> [THE DATA]:
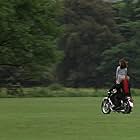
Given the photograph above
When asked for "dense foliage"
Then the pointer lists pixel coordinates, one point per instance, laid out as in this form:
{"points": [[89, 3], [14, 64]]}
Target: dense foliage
{"points": [[29, 32], [89, 30], [92, 34]]}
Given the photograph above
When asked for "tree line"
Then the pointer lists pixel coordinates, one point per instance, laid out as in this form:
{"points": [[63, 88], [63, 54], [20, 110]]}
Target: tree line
{"points": [[77, 43]]}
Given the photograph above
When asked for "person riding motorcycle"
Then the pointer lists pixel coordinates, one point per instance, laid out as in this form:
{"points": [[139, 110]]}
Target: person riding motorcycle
{"points": [[121, 88]]}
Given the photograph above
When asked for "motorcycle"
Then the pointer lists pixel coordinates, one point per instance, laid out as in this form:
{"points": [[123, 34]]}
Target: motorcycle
{"points": [[126, 104]]}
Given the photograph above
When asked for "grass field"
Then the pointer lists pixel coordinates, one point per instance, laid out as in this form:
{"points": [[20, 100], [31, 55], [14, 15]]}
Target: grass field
{"points": [[76, 118]]}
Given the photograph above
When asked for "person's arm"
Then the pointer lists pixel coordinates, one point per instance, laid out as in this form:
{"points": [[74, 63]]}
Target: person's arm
{"points": [[117, 71]]}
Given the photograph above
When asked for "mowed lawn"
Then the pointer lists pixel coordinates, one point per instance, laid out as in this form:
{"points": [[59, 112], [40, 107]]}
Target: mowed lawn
{"points": [[65, 119]]}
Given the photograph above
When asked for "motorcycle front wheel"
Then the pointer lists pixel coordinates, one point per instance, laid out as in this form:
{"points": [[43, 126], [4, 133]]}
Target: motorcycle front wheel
{"points": [[105, 106]]}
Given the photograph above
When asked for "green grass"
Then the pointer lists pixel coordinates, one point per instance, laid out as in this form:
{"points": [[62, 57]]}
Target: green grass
{"points": [[59, 91], [65, 119]]}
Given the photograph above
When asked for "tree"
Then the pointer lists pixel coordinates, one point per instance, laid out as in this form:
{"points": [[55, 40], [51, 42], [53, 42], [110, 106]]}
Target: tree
{"points": [[89, 30], [29, 32], [129, 26]]}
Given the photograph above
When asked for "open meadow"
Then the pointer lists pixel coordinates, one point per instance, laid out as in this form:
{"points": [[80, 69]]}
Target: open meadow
{"points": [[66, 118]]}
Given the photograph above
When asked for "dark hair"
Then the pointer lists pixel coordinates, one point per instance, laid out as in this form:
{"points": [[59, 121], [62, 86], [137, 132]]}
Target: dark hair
{"points": [[123, 63]]}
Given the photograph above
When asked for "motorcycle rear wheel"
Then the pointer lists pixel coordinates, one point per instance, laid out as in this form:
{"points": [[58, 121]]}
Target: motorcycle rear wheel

> [WHAT YOU WILL DO]:
Quote every line word for word and keep the images out of the copy.

> [EXERCISE ANSWER]:
Given the photograph above
When asked for "dense foliage"
Then the pointer lists pixel coordinates, one point per instance, laid out as in this form:
{"points": [[89, 3], [14, 64]]}
Target: dense foliage
{"points": [[29, 32], [89, 30], [92, 34]]}
Given the photograph above
When asked for "tree line"
Then the pointer lists pixel coordinates, one point per instance, laid out as in this form:
{"points": [[63, 88], [63, 54], [20, 110]]}
Target: tree line
{"points": [[77, 43]]}
Given the photograph above
When asked for "person riding motorcycle"
Then the pointer lists pixel coordinates, one point per instance, laid out as in this form:
{"points": [[139, 110]]}
Target: person riding motorcycle
{"points": [[121, 88]]}
Given the photograph above
When asked for "motorcycle"
Then the pointer lists pixel coordinates, one point per instance, laid out as in this form:
{"points": [[123, 34]]}
Target: motorcycle
{"points": [[126, 104]]}
Given the photograph above
When asked for "grass field"
Then the pointer lists pixel coordinates, one point per instance, laid out as in this form:
{"points": [[20, 100], [31, 55], [14, 15]]}
Target: grass field
{"points": [[76, 118]]}
Given the photograph above
When asked for "person's arm"
Then the pointer lists pixel coordinates, one point per instance, laid out as in this form:
{"points": [[74, 63]]}
Target: person's arm
{"points": [[117, 71]]}
Given the photograph above
When asked for "mowed lawn"
Then the pointer lists pixel coordinates, one point per instance, laid out as in this form:
{"points": [[59, 112], [40, 107]]}
Target: mowed lawn
{"points": [[65, 119]]}
Given the photograph above
When asked for "motorcycle front wheel"
Then the pointer lists pixel coordinates, one point per instance, laid out as in this form:
{"points": [[43, 126], [4, 133]]}
Target: motorcycle front wheel
{"points": [[105, 106]]}
Given the photograph above
When asked for "green grass"
Then the pointer lists pixel coordinates, one point per instance, laid out as in this form:
{"points": [[62, 57]]}
Target: green grass
{"points": [[59, 91], [65, 119]]}
Given the photograph above
When asked for "tree"
Then the pointer lists pixel coordinates, one point per instance, laid out as in this form:
{"points": [[55, 40], [51, 42], [53, 42], [110, 106]]}
Target: tree
{"points": [[89, 30], [29, 32], [129, 26]]}
Given the photograph above
When asked for "open meadow"
Then the pointer lists pixel coordinates, one point per instance, laid out as in this form:
{"points": [[80, 69]]}
Target: open meadow
{"points": [[66, 118]]}
Given the photograph above
When asked for "dark hair"
Then the pointer lists pixel coordinates, one point per instance, laid out as in this form:
{"points": [[59, 121], [62, 86], [137, 132]]}
Target: dark hair
{"points": [[123, 63]]}
Given the photograph above
When asked for "motorcycle rear wheel"
Then the pointer lists pixel coordinates, one point per instance, laid out as in this form:
{"points": [[58, 121]]}
Target: motorcycle rear wheel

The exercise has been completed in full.